§ **Text provided**:

My question is this, could this be a common problem in SR20s that gets easily overlooked? I'm still elarning aobut turbos so that's why I'm asking. Or maybe he's got the wrong ecu in there causing the whole engine to run poorly? Dunno just a speculation.
mrmephistopheles
08-12-2004, 10:03 AM
it's a possibility (along with the possiblity of the ECU being in diagnostic mode), but the numbers hsouldn't be THIS bad.
8_6_Fo_Life
08-12-2004, 10:14 AM
i'll have my a/f print out by tomorrow since i'm running on the dyno again in a few hours. i'll make sure you get my chart for reference.
Thank you very much.
Ghettokracker71
08-12-2004, 10:15 AM
Hey 8_6 I pmed you.
8_6_Fo_Life
08-12-2004, 10:22 AM
I say check the basics. MAF ok?
We havent checked this yet. He'll get on it.
TPS set right?
We checked this when we checked the timing. TPS is .50v @ idle and 4.01v at WOT, key on, engine off.
No idle issues?
None.
No boost leaks?
Not that we can find. We did the soapy water check, but I am now thinking we need to redo it with some carb cleaner or something that will truly show a vac. leak in the system.
BOV not leaking?
Same as above, gotta recheck with carb cleaner.
Engine grounds all good?
From what I can tell, yes. But everything will be double checked.
Plugs clean and properly gapped?
Plugs have not been checked yet. I asked early: What is the plug of choice for a stock SR. What is the gap of choice?
Coilpacks securely mounted?
Yes.
Turbine not blown?
No, nothing that severe. The turbo is in great shape.
Do a compression test before all of this to make sure you're getting good numbers first. If the numbers are doo, you'll know the problem before you start troubleshoosting.
We'll do a compression check pronto. Thanks again for your time with this.
8_6_Fo_Life - :fruit:
8_6_Fo_Life
08-12-2004, 10:30 AM
Hey 8_6 I pmed you.
...and I replied.
fliprayzin240sx
08-12-2004, 11:11 AM
I run NGK spark plugs gap em at 28.
Jeff240sx
08-12-2004, 12:20 PM
A buddy (who IS a dyno specialist) say check the turbines. Shaft play, chewed up blades, spins freely, ect. Or compression.

§ **Raw data**:
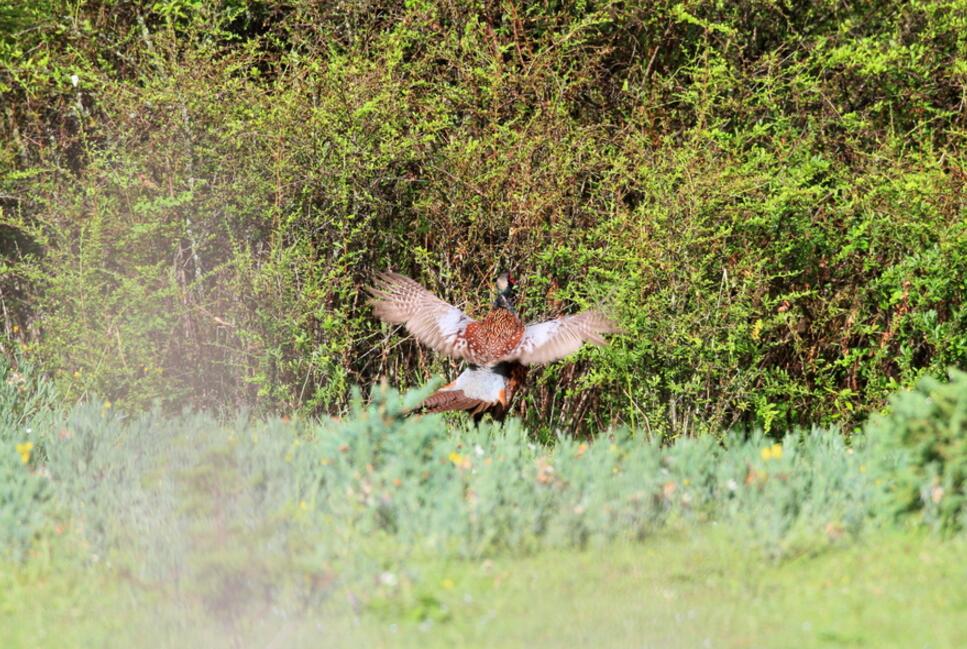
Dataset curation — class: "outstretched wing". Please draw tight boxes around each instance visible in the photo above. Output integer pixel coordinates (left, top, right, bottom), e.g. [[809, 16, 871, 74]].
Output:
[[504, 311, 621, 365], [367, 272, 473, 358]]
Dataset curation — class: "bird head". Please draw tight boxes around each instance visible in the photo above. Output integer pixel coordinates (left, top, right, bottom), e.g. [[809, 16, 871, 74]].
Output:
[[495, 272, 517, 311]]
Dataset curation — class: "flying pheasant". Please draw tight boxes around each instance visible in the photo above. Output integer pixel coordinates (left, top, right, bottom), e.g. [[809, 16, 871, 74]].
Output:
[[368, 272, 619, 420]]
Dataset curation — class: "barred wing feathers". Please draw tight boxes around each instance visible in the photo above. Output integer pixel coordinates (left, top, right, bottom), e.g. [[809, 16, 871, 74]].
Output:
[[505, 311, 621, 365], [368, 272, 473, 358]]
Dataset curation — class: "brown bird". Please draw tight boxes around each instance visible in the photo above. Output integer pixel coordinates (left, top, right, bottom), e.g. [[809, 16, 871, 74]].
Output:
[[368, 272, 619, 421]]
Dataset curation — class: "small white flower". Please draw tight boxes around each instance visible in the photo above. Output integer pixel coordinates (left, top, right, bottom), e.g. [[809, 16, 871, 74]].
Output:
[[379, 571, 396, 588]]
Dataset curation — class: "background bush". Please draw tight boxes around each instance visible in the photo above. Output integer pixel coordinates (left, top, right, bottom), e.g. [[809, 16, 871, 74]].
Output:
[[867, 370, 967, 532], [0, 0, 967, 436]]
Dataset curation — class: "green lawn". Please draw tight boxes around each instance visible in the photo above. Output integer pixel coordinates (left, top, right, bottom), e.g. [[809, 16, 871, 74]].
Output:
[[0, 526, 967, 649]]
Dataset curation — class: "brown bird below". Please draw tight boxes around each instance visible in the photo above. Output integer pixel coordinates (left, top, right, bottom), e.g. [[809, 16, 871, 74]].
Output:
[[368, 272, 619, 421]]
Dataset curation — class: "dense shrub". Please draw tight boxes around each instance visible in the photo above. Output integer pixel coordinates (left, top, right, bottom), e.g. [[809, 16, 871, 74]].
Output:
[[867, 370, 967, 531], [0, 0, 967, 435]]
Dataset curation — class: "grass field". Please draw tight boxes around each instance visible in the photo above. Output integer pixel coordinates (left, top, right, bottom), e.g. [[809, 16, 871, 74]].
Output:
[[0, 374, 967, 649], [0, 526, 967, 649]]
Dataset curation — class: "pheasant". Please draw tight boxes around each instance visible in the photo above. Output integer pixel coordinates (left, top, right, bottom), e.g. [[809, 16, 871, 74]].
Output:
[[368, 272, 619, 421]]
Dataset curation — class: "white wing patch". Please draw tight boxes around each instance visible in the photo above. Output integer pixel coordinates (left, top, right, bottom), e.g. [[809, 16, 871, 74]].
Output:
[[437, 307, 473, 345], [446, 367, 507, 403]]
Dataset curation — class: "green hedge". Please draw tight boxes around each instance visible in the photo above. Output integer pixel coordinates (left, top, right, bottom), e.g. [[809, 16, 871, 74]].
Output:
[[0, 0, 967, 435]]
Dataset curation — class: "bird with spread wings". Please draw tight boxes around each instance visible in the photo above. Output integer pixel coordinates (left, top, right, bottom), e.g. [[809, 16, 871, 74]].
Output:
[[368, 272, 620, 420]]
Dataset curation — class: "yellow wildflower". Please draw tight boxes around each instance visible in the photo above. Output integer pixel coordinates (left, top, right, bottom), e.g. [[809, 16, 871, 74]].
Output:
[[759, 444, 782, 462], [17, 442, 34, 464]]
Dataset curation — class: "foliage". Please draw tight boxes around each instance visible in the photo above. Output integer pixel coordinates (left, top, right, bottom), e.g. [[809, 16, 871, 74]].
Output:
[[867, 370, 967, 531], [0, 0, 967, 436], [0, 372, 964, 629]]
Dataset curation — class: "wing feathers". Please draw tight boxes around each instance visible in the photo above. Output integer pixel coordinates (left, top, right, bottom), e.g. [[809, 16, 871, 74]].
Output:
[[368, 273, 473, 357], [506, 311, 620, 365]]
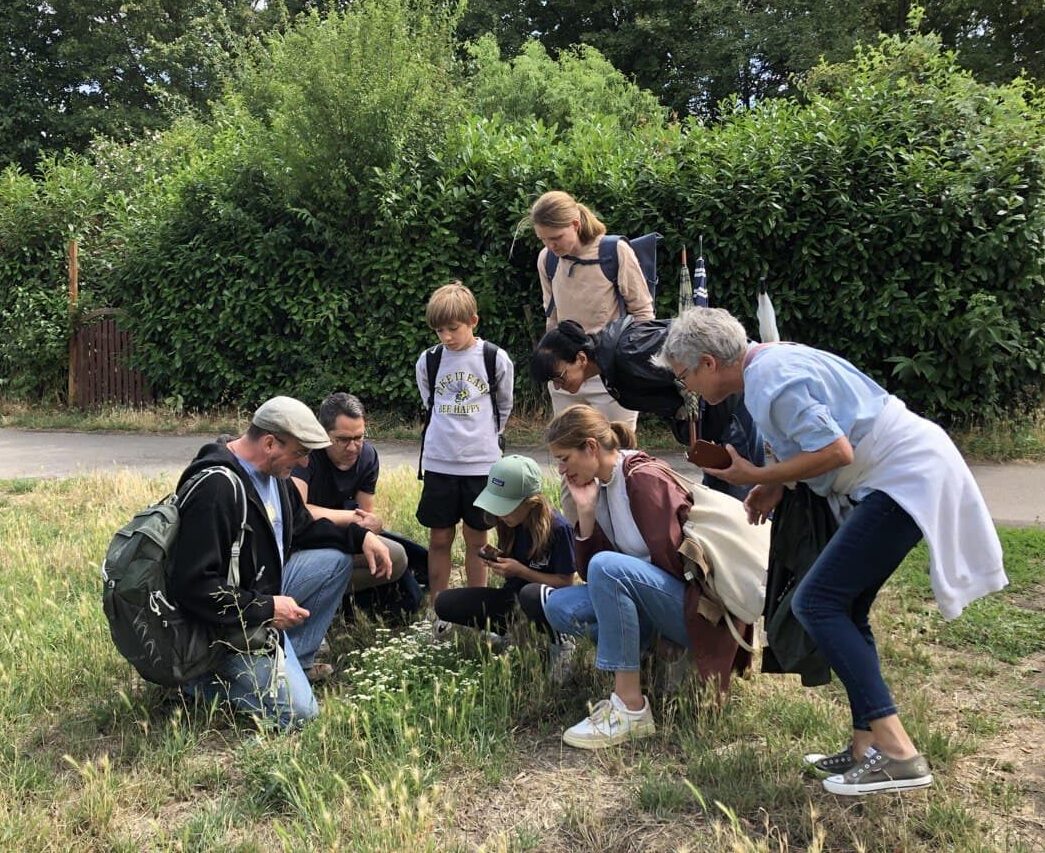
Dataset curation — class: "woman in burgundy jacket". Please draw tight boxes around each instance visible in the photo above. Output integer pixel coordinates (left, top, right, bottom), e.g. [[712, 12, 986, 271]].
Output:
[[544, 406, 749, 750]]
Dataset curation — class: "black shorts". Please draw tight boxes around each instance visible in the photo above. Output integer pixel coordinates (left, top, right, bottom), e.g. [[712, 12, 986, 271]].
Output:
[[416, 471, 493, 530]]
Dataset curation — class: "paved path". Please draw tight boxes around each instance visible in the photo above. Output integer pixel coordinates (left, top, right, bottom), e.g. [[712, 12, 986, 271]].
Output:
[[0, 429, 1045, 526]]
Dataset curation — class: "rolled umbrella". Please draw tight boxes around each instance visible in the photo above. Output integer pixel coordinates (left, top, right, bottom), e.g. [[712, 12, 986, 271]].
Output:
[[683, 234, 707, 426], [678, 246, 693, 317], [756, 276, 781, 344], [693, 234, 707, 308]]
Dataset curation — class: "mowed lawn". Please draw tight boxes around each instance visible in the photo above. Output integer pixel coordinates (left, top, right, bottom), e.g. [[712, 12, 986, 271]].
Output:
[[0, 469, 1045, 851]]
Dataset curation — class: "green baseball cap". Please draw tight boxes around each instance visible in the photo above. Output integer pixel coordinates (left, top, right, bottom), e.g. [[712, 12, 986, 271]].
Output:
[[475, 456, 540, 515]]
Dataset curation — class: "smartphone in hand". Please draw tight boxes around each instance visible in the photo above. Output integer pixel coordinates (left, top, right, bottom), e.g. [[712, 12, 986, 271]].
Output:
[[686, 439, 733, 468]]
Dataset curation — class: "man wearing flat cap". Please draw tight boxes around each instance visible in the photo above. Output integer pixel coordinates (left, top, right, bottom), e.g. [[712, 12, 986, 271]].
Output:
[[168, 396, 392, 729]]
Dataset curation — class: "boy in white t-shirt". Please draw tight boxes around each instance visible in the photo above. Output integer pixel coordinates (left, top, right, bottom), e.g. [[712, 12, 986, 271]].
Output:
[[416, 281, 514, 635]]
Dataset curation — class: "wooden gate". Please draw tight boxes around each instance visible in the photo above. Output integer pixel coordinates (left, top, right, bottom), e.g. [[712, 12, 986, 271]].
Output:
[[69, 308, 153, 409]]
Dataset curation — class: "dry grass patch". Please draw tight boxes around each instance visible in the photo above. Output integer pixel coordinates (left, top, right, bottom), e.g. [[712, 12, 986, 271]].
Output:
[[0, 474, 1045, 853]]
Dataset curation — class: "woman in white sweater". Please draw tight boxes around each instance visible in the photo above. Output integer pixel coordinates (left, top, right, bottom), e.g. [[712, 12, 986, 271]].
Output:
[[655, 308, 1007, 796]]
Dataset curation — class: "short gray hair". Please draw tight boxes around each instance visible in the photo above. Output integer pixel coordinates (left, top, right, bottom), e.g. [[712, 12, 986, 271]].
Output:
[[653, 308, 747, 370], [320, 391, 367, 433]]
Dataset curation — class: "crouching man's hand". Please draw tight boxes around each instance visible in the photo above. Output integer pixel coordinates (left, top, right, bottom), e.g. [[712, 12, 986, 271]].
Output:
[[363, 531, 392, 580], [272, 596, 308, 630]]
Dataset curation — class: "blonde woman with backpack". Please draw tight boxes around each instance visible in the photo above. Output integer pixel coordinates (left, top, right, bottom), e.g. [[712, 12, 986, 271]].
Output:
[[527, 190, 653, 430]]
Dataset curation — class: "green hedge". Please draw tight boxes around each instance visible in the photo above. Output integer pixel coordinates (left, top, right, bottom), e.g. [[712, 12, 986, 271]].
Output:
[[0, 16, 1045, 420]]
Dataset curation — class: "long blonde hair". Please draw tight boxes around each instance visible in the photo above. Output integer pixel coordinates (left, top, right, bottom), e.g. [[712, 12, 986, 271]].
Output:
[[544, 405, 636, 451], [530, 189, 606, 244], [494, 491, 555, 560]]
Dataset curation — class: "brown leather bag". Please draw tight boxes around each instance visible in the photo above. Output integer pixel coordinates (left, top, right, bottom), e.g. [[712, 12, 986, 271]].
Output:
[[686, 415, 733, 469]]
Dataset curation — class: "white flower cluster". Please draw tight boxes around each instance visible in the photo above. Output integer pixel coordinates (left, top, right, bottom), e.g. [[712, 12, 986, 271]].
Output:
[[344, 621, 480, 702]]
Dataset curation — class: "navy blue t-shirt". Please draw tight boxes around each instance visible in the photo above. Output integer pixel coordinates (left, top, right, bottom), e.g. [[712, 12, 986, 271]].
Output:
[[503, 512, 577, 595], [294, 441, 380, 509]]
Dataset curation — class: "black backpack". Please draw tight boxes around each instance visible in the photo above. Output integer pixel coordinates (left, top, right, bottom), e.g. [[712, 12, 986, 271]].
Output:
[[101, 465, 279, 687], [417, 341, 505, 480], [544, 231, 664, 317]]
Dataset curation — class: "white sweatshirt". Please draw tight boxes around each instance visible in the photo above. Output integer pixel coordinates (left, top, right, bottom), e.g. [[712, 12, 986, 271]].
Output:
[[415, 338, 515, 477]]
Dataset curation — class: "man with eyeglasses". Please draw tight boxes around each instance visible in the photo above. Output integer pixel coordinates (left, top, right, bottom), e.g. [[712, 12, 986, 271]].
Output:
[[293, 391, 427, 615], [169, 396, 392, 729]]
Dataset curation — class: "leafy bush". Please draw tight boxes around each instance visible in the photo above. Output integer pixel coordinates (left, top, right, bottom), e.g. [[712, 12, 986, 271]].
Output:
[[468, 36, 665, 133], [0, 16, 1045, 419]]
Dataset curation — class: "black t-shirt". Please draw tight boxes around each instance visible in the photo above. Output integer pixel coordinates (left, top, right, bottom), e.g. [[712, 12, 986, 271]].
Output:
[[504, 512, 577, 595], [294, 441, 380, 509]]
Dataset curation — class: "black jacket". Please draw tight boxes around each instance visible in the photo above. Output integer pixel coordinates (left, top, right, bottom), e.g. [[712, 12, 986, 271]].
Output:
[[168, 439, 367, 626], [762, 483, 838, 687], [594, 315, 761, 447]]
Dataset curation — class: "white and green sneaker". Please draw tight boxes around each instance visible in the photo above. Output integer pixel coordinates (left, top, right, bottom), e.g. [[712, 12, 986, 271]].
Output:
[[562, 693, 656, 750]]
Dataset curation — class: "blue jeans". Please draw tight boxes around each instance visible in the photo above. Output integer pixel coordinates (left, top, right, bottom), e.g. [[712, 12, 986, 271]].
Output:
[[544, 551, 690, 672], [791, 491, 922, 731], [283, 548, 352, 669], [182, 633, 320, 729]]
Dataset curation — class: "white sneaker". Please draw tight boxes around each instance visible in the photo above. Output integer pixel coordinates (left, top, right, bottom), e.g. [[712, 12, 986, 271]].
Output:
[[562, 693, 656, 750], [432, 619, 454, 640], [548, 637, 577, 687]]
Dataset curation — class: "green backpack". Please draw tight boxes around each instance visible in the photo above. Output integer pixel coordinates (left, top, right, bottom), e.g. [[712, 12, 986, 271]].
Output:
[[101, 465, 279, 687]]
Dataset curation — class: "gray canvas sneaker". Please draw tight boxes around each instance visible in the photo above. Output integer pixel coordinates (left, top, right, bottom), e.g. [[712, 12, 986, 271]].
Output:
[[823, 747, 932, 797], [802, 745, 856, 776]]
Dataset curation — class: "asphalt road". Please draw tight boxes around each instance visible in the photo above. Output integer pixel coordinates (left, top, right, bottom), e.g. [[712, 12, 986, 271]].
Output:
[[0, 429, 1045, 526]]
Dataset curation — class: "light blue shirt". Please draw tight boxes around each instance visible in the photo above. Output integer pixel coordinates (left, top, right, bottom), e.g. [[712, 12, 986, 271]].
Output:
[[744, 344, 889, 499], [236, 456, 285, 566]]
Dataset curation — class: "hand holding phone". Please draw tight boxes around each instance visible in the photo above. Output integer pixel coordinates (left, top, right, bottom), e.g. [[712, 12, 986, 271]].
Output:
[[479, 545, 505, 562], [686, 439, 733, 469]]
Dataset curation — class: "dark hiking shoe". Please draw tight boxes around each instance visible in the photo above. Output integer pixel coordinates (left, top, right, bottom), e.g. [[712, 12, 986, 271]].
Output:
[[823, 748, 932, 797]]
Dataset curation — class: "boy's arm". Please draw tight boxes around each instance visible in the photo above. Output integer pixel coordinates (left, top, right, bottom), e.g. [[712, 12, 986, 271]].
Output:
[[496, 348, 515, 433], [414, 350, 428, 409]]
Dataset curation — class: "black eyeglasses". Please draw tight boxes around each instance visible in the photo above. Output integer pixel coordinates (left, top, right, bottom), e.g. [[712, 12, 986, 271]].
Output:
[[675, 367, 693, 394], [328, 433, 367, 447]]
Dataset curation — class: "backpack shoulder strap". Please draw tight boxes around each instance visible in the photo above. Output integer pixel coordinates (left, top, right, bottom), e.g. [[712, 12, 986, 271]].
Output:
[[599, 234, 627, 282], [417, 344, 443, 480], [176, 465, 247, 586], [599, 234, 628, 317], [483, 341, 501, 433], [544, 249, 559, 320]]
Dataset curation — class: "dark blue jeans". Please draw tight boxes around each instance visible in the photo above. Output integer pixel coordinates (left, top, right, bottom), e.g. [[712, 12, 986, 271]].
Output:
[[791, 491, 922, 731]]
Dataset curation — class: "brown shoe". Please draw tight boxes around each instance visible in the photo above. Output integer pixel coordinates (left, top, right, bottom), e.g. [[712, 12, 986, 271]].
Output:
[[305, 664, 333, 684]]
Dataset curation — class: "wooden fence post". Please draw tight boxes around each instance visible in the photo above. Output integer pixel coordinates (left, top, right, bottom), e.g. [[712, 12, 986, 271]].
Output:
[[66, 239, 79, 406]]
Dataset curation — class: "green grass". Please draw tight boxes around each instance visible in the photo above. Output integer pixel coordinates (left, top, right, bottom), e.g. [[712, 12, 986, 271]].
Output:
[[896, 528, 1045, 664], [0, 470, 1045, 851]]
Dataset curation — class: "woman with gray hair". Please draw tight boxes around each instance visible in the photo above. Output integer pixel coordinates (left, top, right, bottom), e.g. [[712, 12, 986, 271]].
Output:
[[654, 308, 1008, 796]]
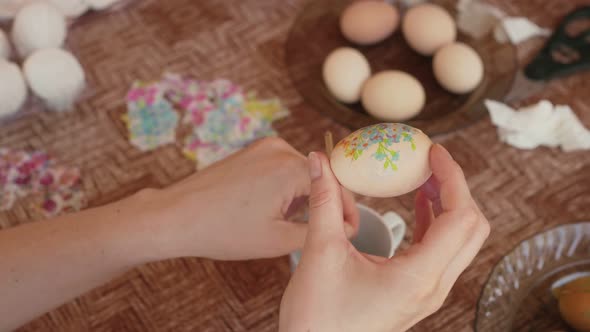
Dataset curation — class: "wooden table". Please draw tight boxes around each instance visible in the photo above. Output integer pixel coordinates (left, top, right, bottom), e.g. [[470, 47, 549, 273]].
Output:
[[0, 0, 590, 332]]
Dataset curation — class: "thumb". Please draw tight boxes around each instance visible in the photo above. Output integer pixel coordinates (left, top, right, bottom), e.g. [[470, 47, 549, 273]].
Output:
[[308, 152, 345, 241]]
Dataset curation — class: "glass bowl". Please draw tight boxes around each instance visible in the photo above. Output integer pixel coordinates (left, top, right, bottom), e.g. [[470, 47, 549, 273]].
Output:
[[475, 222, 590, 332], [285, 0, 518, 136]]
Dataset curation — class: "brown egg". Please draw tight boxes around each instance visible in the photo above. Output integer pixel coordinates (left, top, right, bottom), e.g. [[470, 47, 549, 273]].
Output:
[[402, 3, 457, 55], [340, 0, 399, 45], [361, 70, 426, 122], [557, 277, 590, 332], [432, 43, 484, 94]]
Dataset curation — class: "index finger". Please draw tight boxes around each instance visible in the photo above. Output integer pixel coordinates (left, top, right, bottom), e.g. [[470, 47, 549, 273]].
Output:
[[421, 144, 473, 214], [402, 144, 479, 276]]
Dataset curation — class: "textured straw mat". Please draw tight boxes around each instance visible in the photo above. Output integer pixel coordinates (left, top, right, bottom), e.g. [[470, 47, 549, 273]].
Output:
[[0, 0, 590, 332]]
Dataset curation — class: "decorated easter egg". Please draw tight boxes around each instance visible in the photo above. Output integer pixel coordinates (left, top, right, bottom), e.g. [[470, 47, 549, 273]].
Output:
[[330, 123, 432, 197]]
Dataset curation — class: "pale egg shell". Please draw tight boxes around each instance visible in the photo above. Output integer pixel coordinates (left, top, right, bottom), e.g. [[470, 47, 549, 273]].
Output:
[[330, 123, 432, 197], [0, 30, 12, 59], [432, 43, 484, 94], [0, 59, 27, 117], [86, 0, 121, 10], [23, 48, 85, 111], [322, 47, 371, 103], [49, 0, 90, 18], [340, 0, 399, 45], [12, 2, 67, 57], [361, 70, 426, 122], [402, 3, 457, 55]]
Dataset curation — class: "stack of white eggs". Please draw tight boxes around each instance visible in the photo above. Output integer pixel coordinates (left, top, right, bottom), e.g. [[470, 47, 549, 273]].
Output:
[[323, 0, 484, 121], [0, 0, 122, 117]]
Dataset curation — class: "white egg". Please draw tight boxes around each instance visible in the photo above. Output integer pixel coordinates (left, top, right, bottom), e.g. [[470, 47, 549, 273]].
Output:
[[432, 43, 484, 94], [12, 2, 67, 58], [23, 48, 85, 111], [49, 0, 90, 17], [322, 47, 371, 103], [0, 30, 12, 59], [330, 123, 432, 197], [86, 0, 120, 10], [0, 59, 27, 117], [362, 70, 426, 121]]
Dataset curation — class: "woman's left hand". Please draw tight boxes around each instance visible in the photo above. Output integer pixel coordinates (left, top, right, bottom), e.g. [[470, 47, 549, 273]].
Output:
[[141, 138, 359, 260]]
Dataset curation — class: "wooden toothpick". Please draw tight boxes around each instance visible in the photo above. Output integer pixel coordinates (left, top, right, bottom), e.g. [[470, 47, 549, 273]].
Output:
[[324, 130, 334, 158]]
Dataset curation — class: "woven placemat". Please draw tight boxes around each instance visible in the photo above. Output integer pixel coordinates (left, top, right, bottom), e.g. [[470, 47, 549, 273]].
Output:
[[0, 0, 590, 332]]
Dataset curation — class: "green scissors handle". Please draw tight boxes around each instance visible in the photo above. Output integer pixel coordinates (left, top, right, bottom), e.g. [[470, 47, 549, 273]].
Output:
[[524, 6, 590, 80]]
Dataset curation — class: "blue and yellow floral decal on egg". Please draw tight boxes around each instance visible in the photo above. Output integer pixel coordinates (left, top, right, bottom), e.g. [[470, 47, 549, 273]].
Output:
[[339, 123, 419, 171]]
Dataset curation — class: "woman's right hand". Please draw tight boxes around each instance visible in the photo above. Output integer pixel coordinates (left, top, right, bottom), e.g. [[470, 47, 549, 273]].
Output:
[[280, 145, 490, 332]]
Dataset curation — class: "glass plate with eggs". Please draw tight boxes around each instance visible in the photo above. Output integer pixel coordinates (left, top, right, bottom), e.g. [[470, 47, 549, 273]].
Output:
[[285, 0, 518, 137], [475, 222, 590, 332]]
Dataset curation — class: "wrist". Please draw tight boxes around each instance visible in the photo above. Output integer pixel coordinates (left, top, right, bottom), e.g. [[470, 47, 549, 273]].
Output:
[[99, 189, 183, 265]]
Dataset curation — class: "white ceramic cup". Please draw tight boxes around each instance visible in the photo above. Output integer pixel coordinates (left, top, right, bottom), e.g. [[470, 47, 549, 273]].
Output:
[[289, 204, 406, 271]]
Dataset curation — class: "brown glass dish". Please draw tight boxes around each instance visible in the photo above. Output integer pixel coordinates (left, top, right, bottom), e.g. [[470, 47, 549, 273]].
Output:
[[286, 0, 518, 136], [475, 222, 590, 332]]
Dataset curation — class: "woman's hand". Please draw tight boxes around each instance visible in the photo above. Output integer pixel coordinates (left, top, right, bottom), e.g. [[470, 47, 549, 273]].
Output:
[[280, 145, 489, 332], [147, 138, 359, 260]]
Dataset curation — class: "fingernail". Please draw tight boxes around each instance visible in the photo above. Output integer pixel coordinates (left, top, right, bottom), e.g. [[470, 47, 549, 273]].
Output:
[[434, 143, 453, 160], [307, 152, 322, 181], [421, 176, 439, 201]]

§ **Required action**:
Continue the forum thread about troubleshooting an underperforming SR20 from the point where it stops.

§ **Solved exercise**:
-Jeff
8_6_Fo_Life
08-12-2004, 12:42 PM
Will do. Thanks again!
8_6_Fo_Life - :fruit:
Mike22bSTi
08-12-2004, 01:15 PM
Thanks guys for the responses and thanks 8_6_fo_life for filling in the details while i am away.
Like he said we'll have to do a compression check and a more extensive boost leak check, Also make sure my plugs are up to it.
What caught my attention was the MAF. It is still the origional one from the KA, which had 300k miles on it... i had assumed it was alright but now i am suspect. A faulty MAF could explain my fuel ratio situation. Is there a way to test it's condition with a voltmeter, or just the ground?
And Duey your car is both powerfull and beautiful, I'm most jealous.
Thanks again!
Ghettokracker71
08-12-2004, 01:19 PM
300K on it? WTF??? Holy shit replace that thing right now. RIGHT NOW.
TheSnail
08-12-2004, 01:26 PM
Damn thats low. My almost stock Ka with no cat, cat back exh, intake, electic fans, lightend crank pully, dynoed 149.4whp and 147.9wtq, looking at the dyno sheet right now. That means that sr is sitting at 180ish hp to the crank, which is 25hp lower then a bone stock one.
8_6_Fo_Life
08-12-2004, 01:29 PM
Yea, car had 313k on it. I think it was a KA Diesel.
Mike22bSTi
08-12-2004, 01:45 PM
well, 300k asuming it hasn't been replaced before.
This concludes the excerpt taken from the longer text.